Task prompt> Repeat all entries below exactly as shown.

/---

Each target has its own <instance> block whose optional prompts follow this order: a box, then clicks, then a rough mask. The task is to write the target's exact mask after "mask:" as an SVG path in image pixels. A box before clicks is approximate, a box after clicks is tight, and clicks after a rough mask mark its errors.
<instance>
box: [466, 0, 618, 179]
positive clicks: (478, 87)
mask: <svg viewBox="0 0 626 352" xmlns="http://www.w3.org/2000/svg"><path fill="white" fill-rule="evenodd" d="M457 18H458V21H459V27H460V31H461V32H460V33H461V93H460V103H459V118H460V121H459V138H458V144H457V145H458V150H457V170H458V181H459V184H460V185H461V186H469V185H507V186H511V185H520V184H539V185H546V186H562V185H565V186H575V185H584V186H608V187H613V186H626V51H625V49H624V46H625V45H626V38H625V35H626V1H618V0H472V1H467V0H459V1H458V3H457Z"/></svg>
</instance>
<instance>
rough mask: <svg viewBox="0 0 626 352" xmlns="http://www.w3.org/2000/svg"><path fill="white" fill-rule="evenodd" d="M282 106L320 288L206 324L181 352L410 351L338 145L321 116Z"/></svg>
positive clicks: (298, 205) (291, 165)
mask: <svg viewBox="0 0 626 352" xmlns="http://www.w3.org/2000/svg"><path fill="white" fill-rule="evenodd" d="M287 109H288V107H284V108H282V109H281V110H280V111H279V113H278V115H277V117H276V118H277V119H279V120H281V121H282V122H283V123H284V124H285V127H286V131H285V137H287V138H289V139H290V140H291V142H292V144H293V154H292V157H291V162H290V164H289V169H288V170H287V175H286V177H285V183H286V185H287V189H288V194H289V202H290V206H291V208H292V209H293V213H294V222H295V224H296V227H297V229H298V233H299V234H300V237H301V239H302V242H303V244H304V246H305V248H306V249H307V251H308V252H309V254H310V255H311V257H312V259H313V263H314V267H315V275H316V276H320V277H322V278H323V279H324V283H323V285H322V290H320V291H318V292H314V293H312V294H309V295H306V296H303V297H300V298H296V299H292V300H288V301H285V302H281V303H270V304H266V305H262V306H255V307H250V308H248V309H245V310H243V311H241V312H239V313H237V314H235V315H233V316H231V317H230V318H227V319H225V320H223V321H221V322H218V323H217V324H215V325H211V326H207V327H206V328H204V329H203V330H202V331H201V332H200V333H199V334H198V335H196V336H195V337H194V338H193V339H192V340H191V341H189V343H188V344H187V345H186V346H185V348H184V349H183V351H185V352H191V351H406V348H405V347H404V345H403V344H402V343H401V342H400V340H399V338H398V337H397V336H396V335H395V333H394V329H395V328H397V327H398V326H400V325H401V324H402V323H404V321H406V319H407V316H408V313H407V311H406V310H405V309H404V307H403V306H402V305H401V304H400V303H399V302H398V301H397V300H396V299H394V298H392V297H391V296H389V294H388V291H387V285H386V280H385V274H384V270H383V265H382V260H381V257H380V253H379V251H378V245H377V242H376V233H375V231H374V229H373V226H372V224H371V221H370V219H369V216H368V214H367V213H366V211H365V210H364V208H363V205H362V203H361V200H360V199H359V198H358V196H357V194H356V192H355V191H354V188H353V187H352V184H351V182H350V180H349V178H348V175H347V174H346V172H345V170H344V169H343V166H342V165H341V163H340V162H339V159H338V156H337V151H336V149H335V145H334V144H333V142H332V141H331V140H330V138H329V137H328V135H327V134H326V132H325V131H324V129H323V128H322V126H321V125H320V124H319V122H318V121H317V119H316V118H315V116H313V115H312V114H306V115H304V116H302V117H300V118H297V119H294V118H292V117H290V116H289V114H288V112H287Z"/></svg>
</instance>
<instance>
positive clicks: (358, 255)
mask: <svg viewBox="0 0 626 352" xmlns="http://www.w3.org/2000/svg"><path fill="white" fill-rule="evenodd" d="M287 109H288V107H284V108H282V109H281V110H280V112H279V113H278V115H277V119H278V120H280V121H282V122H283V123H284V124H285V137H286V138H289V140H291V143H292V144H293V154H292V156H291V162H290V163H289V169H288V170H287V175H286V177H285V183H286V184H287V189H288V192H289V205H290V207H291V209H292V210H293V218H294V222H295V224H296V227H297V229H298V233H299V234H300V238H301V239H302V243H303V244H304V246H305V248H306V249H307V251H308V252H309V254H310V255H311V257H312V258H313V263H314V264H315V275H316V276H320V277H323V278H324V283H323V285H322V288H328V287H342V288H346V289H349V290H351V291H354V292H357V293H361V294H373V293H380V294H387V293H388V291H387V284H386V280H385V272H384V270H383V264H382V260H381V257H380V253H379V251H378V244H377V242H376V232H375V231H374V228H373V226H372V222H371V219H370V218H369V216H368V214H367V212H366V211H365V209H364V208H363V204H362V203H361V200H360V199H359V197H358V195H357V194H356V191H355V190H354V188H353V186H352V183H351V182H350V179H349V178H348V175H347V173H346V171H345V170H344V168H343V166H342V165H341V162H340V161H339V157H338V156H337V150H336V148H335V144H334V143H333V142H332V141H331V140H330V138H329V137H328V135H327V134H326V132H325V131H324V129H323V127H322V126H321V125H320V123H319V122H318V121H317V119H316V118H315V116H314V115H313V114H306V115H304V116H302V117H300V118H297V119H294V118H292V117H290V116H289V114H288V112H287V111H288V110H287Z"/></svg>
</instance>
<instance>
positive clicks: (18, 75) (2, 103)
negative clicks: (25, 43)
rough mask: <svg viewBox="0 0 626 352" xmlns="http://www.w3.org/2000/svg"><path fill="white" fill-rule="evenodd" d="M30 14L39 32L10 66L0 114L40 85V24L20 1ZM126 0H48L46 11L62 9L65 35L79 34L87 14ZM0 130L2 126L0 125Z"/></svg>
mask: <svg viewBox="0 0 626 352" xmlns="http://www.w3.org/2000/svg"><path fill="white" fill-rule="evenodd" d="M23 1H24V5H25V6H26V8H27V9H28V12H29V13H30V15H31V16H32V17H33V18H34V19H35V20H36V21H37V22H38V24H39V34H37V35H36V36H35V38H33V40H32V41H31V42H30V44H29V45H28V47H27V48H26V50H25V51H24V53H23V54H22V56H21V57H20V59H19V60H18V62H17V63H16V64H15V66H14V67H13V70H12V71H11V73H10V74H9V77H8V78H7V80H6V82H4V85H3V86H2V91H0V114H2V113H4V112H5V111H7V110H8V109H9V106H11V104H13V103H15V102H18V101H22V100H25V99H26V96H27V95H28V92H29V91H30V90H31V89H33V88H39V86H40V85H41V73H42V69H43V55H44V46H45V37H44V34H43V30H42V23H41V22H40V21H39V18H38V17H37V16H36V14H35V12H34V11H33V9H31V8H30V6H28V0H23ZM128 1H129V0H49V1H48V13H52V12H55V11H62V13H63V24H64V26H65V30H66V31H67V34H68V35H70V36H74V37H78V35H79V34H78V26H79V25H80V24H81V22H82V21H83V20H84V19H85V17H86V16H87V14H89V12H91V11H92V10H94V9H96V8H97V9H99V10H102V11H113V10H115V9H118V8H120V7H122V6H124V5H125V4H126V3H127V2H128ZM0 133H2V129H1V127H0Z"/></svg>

\---

Your solution>
Each target has its own <instance> block whose optional prompts follow this order: a box, then clicks, then a rough mask. The task is to write the target's exact mask after "mask:" as an SVG path in image pixels. A box before clicks is approximate, a box after clicks is tight, and clicks after a rough mask mark its errors.
<instance>
box: [466, 0, 618, 179]
positive clicks: (478, 87)
mask: <svg viewBox="0 0 626 352" xmlns="http://www.w3.org/2000/svg"><path fill="white" fill-rule="evenodd" d="M457 18H458V21H459V27H460V31H461V32H460V33H461V93H460V103H459V118H460V121H459V138H458V144H457V145H458V150H457V170H458V181H459V184H460V185H461V186H469V185H507V186H511V185H520V184H539V185H546V186H562V185H565V186H575V185H584V186H608V187H613V186H626V51H625V49H624V46H625V45H626V38H625V35H626V1H618V0H472V1H467V0H459V1H458V3H457Z"/></svg>
</instance>
<instance>
rough mask: <svg viewBox="0 0 626 352" xmlns="http://www.w3.org/2000/svg"><path fill="white" fill-rule="evenodd" d="M282 106L320 288L206 324L181 352L410 351L338 145L321 116Z"/></svg>
positive clicks: (298, 205) (291, 165)
mask: <svg viewBox="0 0 626 352" xmlns="http://www.w3.org/2000/svg"><path fill="white" fill-rule="evenodd" d="M287 109H288V107H284V108H282V109H281V110H280V111H279V113H278V115H277V117H276V118H277V119H279V120H281V121H282V122H283V123H284V124H285V127H286V131H285V137H287V138H289V139H290V140H291V142H292V144H293V154H292V157H291V162H290V164H289V169H288V170H287V175H286V177H285V183H286V185H287V189H288V194H289V202H290V206H291V208H292V209H293V213H294V222H295V224H296V227H297V229H298V233H299V234H300V237H301V239H302V242H303V244H304V246H305V248H306V249H307V251H308V252H309V254H310V255H311V257H312V259H313V263H314V267H315V275H316V276H320V277H322V278H323V279H324V283H323V285H322V290H320V291H318V292H314V293H312V294H309V295H306V296H303V297H300V298H296V299H292V300H288V301H285V302H281V303H270V304H266V305H262V306H255V307H250V308H248V309H245V310H243V311H241V312H239V313H237V314H235V315H233V316H231V317H230V318H227V319H225V320H223V321H221V322H218V323H217V324H215V325H211V326H207V327H206V328H204V329H203V330H202V331H201V332H200V333H199V334H198V335H196V336H195V337H194V338H193V339H192V340H191V341H189V343H188V344H187V345H186V346H185V348H184V349H183V351H185V352H191V351H406V348H405V347H404V345H403V344H402V343H401V342H400V340H399V338H398V337H397V336H396V335H395V333H394V329H395V328H397V327H398V326H400V325H401V324H402V323H404V321H406V319H407V316H408V313H407V311H406V310H405V309H404V307H403V306H402V305H401V304H400V303H399V302H398V301H397V300H396V299H394V298H392V297H391V296H389V294H388V291H387V285H386V280H385V274H384V270H383V265H382V260H381V257H380V253H379V251H378V245H377V242H376V233H375V231H374V229H373V226H372V224H371V221H370V219H369V216H368V214H367V213H366V211H365V210H364V208H363V205H362V203H361V200H360V199H359V198H358V196H357V194H356V192H355V191H354V188H353V187H352V184H351V182H350V180H349V178H348V175H347V174H346V172H345V170H344V169H343V166H342V165H341V163H340V162H339V159H338V156H337V151H336V149H335V145H334V144H333V142H332V141H331V140H330V138H329V137H328V135H327V134H326V132H325V131H324V129H323V128H322V126H321V125H320V124H319V122H318V121H317V119H316V118H315V116H313V115H312V114H306V115H304V116H302V117H300V118H297V119H294V118H292V117H290V116H289V114H288V112H287Z"/></svg>
</instance>
<instance>
positive clicks: (358, 255)
mask: <svg viewBox="0 0 626 352" xmlns="http://www.w3.org/2000/svg"><path fill="white" fill-rule="evenodd" d="M287 109H288V107H284V108H282V109H281V110H280V112H279V113H278V115H277V119H278V120H280V121H282V122H283V123H284V124H285V137H286V138H289V140H291V143H292V144H293V154H292V156H291V162H290V163H289V169H288V170H287V175H286V177H285V183H286V184H287V189H288V192H289V205H290V207H291V209H292V210H293V218H294V222H295V224H296V227H297V229H298V233H299V234H300V238H301V239H302V243H303V244H304V246H305V248H306V249H307V251H308V252H309V254H310V255H311V257H312V258H313V263H314V264H315V275H316V276H320V277H323V278H324V283H323V285H322V288H328V287H342V288H346V289H349V290H351V291H354V292H357V293H361V294H373V293H380V294H387V293H388V291H387V284H386V280H385V272H384V270H383V264H382V260H381V257H380V253H379V251H378V244H377V242H376V232H375V231H374V228H373V226H372V222H371V219H370V218H369V216H368V214H367V212H366V211H365V209H364V208H363V204H362V203H361V200H360V199H359V197H358V195H357V194H356V191H355V190H354V188H353V186H352V183H351V182H350V179H349V178H348V175H347V173H346V171H345V170H344V168H343V166H342V165H341V162H340V161H339V157H338V156H337V150H336V148H335V144H334V143H333V142H332V141H331V140H330V138H329V137H328V135H327V134H326V132H325V131H324V129H323V127H322V126H321V125H320V123H319V122H318V121H317V119H316V118H315V116H314V115H313V114H306V115H304V116H302V117H300V118H297V119H294V118H292V117H290V116H289V114H288V112H287V111H288V110H287Z"/></svg>
</instance>
<instance>
positive clicks: (18, 75) (2, 103)
negative clicks: (25, 43)
rough mask: <svg viewBox="0 0 626 352" xmlns="http://www.w3.org/2000/svg"><path fill="white" fill-rule="evenodd" d="M30 14L39 32L10 66L0 114L40 85V24L20 1ZM126 0H48L46 11L62 9L65 35L79 34L87 14ZM0 130L2 126L0 125Z"/></svg>
mask: <svg viewBox="0 0 626 352" xmlns="http://www.w3.org/2000/svg"><path fill="white" fill-rule="evenodd" d="M23 1H24V5H25V6H26V8H27V9H28V12H29V13H30V15H31V16H32V17H33V18H34V19H35V20H36V21H37V22H38V24H39V34H37V35H36V36H35V38H33V40H32V41H31V42H30V44H29V45H28V47H27V48H26V50H25V51H24V53H23V54H22V56H21V57H20V59H19V60H18V62H17V63H16V64H15V66H14V67H13V70H12V71H11V73H10V74H9V77H8V78H7V80H6V82H4V85H3V86H2V91H0V114H2V113H4V112H5V111H7V110H8V109H9V106H11V104H13V103H15V102H18V101H22V100H25V99H26V96H27V95H28V92H29V91H30V90H31V89H33V88H39V86H40V85H41V73H42V69H43V55H44V46H45V37H44V34H43V30H42V23H41V22H40V21H39V18H38V17H37V16H36V14H35V12H34V11H33V9H31V8H30V6H28V0H23ZM128 1H129V0H49V1H48V13H52V12H55V11H62V13H63V24H64V26H65V30H66V31H67V34H68V35H70V36H74V37H78V35H79V34H78V26H79V25H80V24H81V22H82V21H83V20H84V19H85V17H86V16H87V14H89V12H91V11H92V10H94V9H96V8H97V9H99V10H102V11H113V10H115V9H118V8H120V7H122V6H124V5H125V4H126V3H127V2H128ZM0 133H2V129H1V127H0Z"/></svg>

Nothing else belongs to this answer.